-- Source text --

──────────

IVF babies are ‘knit together by God’ but Christians should be hesitant, says theologian
Babies conceived through in vitro fertilization (IVF) are “knit together by God” in the womb like babies conceived in the traditional manner, according to notable Bible teacher John Piper.
In an episode of “Ask Pastor John” posted to DesiringGod.org on Monday, Piper was asked by a listener named “Carly” about how to explain the Christian perspective on babies conceived by IVF.
The question of being “knit together” derives from Psalm 139:13, which reads, “For you created my inmost being; you knit me together in my mother’s womb.”
“How can a Christian explain to non-Christians that every child is a gift from God when some children are conceived medically through IVF and other fertility treatments? I’m at a loss and I really want to be able to answer this question,” inquired Carly.
“I believe all children are from God. But how do I answer this question? I recently saw a story about a lesbian couple who conceived a child through IVF. The child was fertilized by donor sperm and implanted in one woman and then harvested and implanted in the other woman to carry to term. It’s so unnatural, but I know that child is meant to be here.”
Piper began by saying Christians "should be very careful, thoughtful, and hesitant to walk very far outside the natural processes God has put in place for making babies."
"There is an entire global industry of baby-making which is shot through with unanswered ethical and medical questions," he said.
Pointing out the problem of thousands of frozen embryos being abandoned, Piper said he is not opposed to adopting such embryos. “There are people at our church that have done that: adopted an embryo, put it in Mom, and raised the baby.”
“I don’t think we should make decisions that contribute to that problem," he stressed. "We’ve got ourselves with these thousands of frozen little babies because of all kinds of technological things that we didn’t foresee would create all these issues."
Piper then argued that “creating human babies is decisively God’s work, not man’s” and cited multiple Bible verses, among them Job 10:11-12, Psalm 71:6, and Ecclesiastes 11:5.
“No baby decides if he or she is human. No parent decides if their baby is human. No sperm donor, egg donor, or womb donor decides if the baby is human,” said Piper.
“I conclude from these passages and others that humans don’t bring humans into being; God does. Humans contribute genetic material, but God makes the union of egg and sperm the living, eternal human soul.”

──────────

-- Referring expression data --
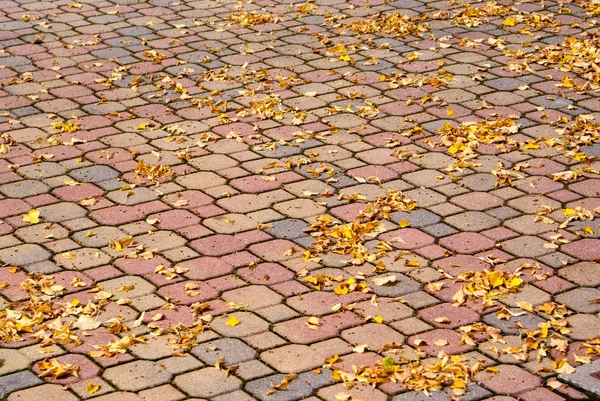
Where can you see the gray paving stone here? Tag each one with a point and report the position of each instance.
(18, 381)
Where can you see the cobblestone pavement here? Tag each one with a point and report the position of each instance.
(283, 200)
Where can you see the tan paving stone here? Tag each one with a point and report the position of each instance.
(137, 375)
(207, 382)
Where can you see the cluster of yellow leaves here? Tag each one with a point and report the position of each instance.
(68, 127)
(475, 16)
(117, 346)
(398, 79)
(394, 23)
(449, 371)
(467, 136)
(56, 370)
(382, 208)
(486, 286)
(343, 239)
(153, 172)
(576, 213)
(349, 239)
(269, 106)
(575, 54)
(245, 18)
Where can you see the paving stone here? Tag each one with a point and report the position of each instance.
(293, 358)
(24, 254)
(18, 381)
(233, 351)
(509, 380)
(303, 386)
(182, 87)
(50, 392)
(138, 375)
(207, 382)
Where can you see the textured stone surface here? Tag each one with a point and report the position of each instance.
(178, 153)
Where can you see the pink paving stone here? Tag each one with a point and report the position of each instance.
(584, 249)
(194, 232)
(275, 250)
(117, 215)
(319, 303)
(381, 172)
(240, 259)
(526, 272)
(554, 285)
(140, 266)
(42, 200)
(427, 341)
(297, 331)
(408, 238)
(205, 267)
(541, 394)
(109, 156)
(347, 363)
(216, 245)
(256, 184)
(467, 243)
(178, 292)
(226, 283)
(77, 193)
(194, 199)
(349, 212)
(431, 252)
(499, 233)
(510, 380)
(252, 237)
(266, 274)
(457, 316)
(102, 273)
(87, 369)
(174, 219)
(97, 337)
(12, 207)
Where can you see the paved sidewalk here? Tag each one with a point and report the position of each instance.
(283, 200)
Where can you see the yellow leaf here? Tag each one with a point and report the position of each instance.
(71, 183)
(525, 306)
(92, 388)
(567, 82)
(532, 145)
(509, 22)
(341, 289)
(33, 217)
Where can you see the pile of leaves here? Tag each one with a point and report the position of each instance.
(449, 371)
(343, 239)
(245, 18)
(475, 16)
(394, 23)
(579, 55)
(350, 238)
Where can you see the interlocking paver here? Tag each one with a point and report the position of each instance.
(217, 137)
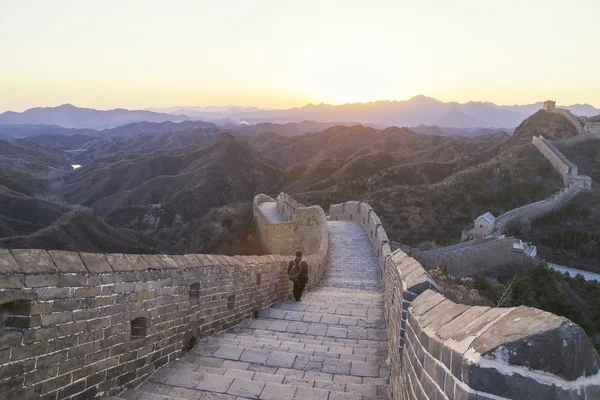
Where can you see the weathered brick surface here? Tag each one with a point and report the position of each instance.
(70, 313)
(442, 350)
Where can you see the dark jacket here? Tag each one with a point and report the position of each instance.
(303, 270)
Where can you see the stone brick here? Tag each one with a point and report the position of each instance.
(53, 293)
(246, 388)
(68, 261)
(137, 262)
(87, 292)
(16, 369)
(12, 281)
(119, 262)
(34, 261)
(96, 263)
(41, 280)
(72, 280)
(8, 264)
(525, 335)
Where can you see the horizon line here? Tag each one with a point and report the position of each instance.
(157, 109)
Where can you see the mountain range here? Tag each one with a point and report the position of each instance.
(419, 110)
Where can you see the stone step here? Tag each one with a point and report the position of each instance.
(365, 285)
(317, 318)
(252, 347)
(320, 340)
(140, 394)
(280, 358)
(355, 310)
(317, 329)
(190, 381)
(343, 348)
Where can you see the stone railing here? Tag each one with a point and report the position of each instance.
(83, 325)
(363, 213)
(306, 231)
(555, 157)
(472, 257)
(287, 206)
(534, 210)
(442, 350)
(569, 171)
(570, 117)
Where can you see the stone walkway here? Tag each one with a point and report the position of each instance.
(269, 209)
(330, 346)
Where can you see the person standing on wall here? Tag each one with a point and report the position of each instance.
(298, 273)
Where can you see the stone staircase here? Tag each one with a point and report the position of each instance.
(331, 346)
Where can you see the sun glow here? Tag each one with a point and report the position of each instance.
(282, 54)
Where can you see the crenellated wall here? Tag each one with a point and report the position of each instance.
(363, 213)
(80, 325)
(305, 228)
(534, 210)
(555, 157)
(442, 350)
(570, 117)
(472, 257)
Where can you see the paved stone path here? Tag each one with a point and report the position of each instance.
(269, 209)
(330, 346)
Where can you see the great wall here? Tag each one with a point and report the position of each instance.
(488, 247)
(582, 124)
(373, 325)
(81, 325)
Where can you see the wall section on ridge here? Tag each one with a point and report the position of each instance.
(80, 325)
(472, 257)
(442, 350)
(305, 228)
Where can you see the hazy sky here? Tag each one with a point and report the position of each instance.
(138, 54)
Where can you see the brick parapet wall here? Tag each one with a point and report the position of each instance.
(471, 257)
(68, 318)
(442, 350)
(288, 206)
(306, 231)
(363, 213)
(534, 210)
(555, 157)
(570, 117)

──────────

-- Exercise prompt --
Please continue the article on John Piper's view of IVF babies, starting right after its last sentence. These rows were taken from a different source than the text.

-- Exercise output --
In arguing that IVF babies are knit together by God, Piper pointed out that “God often uses foolishness and even evil to bring beauty into being.”
“If God really creates a human soul that once did not exist, and now exists forever as a person, then doing this Godlike thing — through natural or unnatural, good or bad, sinful or un-sinful ways of uniting egg and sperm — is a piece of cake," he added. "It’s relatively easy. I mean, creating a human being is the great glory and mystery. The how is relatively unimportant when it comes to whether God can do it or not.”
“If God can orchestrate Herod, Pilate, brutal Roman soldiers, and unbelieving Jews to bring about the greatest life-giving event that ever was — the death and resurrection of Jesus — then making a human baby with sinful humans is not a problem,” he concluded.
IVF is a controversial topic in certain Christian circles, with many questioning the ethics of the practice. For its part, the Roman Catholic Church outright opposes the practice.
“Techniques involving only the married couple (homologous artificial insemination and fertilization) are perhaps less reprehensible, yet remain morally unacceptable,” reads the Church’s Catechism in part.
“They dissociate the sexual act from the procreative act. The act which brings the child into existence is no longer an act by which two persons give themselves to one another, but one that entrusts the life and identity of the embryo into the power of doctors and biologists and establishes the domination of technology over the origin and destiny of the human person.”
The “Ask Pastor John” episode comes a month after Swedish researchers found that babies born through the use of IVF had a 45 percent higher mortality rate during their first 12 months of life.
“The proportions of children who were born preterm or with a low birth weight for gestational age were higher in assisted reproductive techniques-conceived than in natural conceived children," stated Kenny Rodriguez-Wallberg of the Department of Oncology and Pathology at Karolinska Institute.
“The main drivers for the first year mortality risk among children conceived with assisted reproductive techniques included respiratory distress, incomplete lung development, infections and neonatal hemorrhage, which are conditions often linked to prematurity.”